** SUPPLIED RECORDS follows **

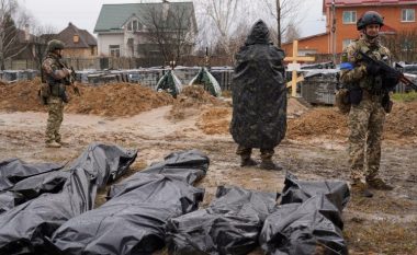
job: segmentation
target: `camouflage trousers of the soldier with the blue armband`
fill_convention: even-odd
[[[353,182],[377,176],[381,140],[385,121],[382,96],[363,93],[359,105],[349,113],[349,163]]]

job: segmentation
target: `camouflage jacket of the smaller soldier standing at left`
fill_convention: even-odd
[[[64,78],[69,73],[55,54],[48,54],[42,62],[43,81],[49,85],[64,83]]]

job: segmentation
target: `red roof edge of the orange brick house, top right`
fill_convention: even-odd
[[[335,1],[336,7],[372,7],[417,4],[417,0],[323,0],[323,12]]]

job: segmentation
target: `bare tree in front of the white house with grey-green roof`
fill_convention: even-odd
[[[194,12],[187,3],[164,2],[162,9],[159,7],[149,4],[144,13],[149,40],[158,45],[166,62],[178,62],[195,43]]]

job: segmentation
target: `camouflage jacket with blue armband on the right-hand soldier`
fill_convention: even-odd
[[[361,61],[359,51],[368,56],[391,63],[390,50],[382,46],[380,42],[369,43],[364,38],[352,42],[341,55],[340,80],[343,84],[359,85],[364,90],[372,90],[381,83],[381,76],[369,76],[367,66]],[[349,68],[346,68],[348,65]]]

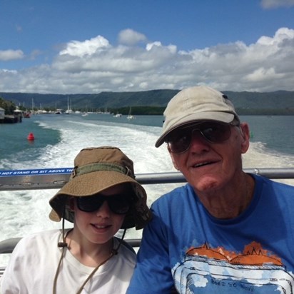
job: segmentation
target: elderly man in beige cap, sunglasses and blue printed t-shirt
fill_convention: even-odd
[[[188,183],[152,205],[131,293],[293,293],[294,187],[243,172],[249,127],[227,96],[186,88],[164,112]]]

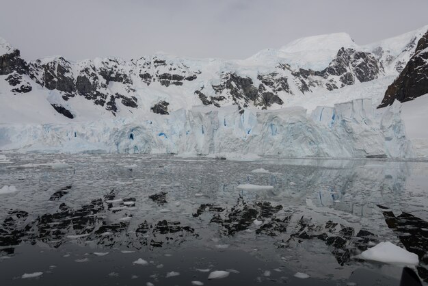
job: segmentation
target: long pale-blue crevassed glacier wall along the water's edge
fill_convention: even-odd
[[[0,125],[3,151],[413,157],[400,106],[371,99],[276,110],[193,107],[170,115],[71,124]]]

** End of SUPPLIED RECORDS **
** SUPPLIED RECORDS follows **

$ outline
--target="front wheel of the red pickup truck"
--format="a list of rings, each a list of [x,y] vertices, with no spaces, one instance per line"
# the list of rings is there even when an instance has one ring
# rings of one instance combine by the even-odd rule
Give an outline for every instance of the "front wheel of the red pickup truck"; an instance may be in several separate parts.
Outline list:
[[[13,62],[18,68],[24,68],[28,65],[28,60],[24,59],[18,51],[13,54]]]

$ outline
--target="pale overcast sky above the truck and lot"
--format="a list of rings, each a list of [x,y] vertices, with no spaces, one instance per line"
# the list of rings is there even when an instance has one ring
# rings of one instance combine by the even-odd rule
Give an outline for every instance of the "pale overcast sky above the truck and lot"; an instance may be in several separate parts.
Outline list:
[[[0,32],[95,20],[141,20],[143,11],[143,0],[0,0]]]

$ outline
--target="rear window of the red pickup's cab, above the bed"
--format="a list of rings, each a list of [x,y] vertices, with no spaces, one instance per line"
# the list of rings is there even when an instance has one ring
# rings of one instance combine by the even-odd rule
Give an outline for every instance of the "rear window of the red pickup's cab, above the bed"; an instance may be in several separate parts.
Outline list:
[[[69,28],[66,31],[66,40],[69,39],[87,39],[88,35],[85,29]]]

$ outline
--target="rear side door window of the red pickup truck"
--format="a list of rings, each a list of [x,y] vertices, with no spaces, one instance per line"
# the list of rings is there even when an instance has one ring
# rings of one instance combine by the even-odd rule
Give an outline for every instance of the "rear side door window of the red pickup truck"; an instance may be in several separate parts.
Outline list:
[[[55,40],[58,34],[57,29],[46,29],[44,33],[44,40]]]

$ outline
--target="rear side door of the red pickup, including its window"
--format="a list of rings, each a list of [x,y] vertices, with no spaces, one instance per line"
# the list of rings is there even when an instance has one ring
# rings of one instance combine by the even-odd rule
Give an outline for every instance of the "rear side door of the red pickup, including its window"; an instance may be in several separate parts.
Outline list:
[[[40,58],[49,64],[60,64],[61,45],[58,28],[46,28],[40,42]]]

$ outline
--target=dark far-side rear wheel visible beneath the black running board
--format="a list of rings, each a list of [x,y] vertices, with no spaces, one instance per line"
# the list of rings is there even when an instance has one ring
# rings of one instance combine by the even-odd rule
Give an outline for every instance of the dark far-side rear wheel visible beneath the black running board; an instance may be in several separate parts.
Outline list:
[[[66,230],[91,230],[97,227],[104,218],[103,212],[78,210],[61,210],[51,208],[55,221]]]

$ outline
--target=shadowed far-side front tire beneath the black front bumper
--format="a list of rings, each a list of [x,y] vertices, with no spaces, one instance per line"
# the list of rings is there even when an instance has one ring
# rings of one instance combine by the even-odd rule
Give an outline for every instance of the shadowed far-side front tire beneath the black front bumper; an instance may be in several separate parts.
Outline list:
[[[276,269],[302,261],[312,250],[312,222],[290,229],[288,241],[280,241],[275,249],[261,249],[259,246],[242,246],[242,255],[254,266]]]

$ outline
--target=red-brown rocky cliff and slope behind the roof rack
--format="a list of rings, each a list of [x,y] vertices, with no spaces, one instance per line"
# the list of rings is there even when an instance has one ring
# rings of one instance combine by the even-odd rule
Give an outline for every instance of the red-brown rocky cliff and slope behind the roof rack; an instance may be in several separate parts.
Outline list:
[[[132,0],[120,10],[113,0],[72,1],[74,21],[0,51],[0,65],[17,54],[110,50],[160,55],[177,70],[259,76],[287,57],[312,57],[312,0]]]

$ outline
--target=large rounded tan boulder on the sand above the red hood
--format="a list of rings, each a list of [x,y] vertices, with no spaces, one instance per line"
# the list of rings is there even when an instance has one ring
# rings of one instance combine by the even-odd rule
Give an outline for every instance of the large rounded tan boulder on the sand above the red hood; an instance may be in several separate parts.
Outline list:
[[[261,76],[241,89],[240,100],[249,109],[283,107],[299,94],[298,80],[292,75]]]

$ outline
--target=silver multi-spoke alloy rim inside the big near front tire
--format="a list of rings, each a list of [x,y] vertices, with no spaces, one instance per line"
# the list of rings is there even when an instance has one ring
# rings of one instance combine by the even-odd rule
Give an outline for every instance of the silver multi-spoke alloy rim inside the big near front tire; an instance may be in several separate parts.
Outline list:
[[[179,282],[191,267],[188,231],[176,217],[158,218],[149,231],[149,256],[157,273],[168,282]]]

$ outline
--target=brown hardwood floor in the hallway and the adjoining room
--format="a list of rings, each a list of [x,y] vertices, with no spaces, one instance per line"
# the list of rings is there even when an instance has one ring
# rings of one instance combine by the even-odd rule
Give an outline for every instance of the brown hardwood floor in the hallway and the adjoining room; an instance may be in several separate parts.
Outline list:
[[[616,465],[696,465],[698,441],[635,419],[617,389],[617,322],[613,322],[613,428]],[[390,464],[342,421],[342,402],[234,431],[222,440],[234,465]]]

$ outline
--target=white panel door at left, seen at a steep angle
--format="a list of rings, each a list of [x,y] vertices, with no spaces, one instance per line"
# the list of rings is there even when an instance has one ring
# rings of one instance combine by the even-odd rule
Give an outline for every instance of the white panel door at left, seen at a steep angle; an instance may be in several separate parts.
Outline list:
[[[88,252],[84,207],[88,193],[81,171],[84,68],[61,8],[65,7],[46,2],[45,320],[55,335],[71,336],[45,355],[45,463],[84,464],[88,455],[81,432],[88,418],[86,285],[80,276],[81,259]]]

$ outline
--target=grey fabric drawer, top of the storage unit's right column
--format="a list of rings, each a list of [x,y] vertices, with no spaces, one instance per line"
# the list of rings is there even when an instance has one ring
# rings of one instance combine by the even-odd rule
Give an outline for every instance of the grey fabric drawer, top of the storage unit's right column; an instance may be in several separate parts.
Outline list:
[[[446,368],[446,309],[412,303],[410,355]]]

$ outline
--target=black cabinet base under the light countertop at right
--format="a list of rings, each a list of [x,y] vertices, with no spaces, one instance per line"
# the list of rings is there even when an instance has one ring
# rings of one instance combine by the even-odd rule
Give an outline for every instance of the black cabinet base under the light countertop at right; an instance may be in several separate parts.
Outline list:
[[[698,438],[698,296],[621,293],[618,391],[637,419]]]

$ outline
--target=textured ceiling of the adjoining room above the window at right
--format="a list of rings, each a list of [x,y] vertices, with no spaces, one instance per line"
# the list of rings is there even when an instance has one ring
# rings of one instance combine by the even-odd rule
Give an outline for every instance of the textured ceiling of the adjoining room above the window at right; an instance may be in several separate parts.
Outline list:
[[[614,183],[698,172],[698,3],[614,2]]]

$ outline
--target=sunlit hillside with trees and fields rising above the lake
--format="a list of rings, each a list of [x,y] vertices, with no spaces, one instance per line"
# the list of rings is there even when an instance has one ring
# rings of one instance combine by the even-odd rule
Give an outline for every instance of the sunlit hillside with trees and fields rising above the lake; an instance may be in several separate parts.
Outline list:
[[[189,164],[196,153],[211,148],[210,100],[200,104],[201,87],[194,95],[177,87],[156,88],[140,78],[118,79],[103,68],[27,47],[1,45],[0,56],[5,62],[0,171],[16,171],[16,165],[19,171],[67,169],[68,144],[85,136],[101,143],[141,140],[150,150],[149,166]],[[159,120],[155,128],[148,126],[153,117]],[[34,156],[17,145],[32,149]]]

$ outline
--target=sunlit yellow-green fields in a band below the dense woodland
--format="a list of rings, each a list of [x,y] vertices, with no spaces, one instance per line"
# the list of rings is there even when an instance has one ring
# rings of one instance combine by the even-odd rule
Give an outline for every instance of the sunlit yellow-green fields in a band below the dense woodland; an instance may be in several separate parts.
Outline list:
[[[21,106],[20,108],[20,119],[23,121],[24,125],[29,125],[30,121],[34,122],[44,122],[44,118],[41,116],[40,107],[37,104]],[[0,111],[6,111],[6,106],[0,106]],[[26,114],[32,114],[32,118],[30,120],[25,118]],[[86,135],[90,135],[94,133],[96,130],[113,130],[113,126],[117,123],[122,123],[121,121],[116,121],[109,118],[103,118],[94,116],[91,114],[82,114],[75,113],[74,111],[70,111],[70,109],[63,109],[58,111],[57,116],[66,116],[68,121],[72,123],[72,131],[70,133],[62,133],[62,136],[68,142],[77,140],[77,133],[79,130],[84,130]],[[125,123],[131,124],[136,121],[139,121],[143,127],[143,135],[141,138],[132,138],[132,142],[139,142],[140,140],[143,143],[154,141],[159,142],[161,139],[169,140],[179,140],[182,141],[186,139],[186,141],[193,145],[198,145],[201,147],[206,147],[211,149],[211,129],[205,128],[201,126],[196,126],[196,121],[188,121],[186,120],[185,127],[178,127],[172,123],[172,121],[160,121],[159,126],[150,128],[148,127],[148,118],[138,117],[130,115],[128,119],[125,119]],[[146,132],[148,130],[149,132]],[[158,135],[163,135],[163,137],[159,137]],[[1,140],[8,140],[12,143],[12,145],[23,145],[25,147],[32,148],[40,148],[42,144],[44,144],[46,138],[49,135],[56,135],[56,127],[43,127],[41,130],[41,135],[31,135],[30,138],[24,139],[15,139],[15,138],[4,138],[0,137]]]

** End of SUPPLIED RECORDS **

▶ YOUR INSTRUCTIONS: Only lines holding the word "door" are wanted, so copy each of them from the records above.

▶ RESPONSE TO THIS EXERCISE:
--target="rear side door window of the red pickup truck"
Give an outline for every instance of the "rear side door window of the red pickup truck"; an instance may be in several separate parts.
--target="rear side door of the red pickup, including its window"
Give an outline for every instance of the "rear side door of the red pickup, including its window"; an instance may be in several separate parts.
--target=white panel door at left, seen at a steep angle
Give an outline for every instance of the white panel door at left, seen at a steep angle; an instance may be in several separate parts.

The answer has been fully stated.